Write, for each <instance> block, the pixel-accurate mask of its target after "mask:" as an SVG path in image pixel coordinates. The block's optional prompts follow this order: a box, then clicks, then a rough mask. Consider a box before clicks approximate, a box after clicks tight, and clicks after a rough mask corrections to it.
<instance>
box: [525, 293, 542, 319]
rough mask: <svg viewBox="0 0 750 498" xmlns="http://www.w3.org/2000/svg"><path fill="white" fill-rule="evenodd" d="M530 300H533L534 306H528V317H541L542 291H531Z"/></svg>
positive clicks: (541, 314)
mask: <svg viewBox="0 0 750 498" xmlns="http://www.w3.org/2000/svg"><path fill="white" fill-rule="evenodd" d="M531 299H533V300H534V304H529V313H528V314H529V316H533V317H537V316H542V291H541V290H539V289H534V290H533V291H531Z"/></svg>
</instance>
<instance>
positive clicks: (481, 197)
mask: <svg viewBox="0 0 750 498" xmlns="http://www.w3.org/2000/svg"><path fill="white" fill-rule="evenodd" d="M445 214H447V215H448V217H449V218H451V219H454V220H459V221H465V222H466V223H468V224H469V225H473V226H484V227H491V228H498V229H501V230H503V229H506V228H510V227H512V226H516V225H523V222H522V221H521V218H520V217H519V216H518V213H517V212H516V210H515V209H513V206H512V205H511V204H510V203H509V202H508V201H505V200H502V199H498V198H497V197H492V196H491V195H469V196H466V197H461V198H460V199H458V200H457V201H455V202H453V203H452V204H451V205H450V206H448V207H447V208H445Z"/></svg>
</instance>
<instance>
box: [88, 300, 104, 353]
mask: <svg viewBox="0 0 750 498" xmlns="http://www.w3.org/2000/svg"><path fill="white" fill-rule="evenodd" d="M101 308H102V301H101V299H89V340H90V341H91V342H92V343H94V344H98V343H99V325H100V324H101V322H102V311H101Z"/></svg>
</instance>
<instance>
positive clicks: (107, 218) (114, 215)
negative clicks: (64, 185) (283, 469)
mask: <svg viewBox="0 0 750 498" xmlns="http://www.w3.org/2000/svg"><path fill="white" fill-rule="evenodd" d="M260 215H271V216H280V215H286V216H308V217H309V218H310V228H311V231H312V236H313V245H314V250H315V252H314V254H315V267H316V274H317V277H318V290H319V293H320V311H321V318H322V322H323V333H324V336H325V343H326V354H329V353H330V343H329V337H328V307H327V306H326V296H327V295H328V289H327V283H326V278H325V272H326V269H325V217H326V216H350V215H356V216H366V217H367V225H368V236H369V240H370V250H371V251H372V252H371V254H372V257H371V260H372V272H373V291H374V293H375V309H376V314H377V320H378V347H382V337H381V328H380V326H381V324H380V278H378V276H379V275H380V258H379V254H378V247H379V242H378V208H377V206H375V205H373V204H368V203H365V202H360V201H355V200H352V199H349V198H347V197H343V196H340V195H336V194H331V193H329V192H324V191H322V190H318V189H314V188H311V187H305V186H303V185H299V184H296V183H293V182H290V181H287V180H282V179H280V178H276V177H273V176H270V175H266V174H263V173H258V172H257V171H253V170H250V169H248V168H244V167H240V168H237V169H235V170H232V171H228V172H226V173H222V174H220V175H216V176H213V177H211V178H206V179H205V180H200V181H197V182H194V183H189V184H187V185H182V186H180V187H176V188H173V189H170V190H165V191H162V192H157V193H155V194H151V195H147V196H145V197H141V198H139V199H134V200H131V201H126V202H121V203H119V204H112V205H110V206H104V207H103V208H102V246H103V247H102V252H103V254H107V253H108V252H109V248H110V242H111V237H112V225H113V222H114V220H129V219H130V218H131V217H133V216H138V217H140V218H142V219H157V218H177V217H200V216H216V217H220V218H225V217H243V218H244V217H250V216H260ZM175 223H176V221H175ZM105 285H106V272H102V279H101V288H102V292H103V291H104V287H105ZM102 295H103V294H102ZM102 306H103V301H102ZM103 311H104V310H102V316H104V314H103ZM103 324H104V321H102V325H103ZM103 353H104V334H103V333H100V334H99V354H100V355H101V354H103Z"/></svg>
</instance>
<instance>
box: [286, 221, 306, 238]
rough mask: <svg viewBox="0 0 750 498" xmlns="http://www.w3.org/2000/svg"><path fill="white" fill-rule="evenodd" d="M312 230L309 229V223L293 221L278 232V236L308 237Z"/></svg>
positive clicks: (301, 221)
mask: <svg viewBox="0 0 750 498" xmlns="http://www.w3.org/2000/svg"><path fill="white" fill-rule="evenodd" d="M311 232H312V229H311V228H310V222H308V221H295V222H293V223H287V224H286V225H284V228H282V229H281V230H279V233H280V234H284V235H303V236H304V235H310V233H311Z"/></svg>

_EXERCISE DETAILS:_
The answer is each line from the entries above in which the word "rough" occurs.

_RESPONSE TO THIS TASK:_
Write, for each <instance> block, the pixel-accurate mask of its target after "mask:" as an SVG path in image pixel coordinates. The block's optional prompts follow this order: a box, then clicks, then a rough mask. Consider a box before clicks approximate, a box after clicks tight, and clicks after a rough mask corrections to it.
rough mask: <svg viewBox="0 0 750 498" xmlns="http://www.w3.org/2000/svg"><path fill="white" fill-rule="evenodd" d="M530 300H533L534 306H528V317H541L542 291H531Z"/></svg>
rough mask: <svg viewBox="0 0 750 498" xmlns="http://www.w3.org/2000/svg"><path fill="white" fill-rule="evenodd" d="M312 230L309 229V223L293 221L278 232V236L308 237Z"/></svg>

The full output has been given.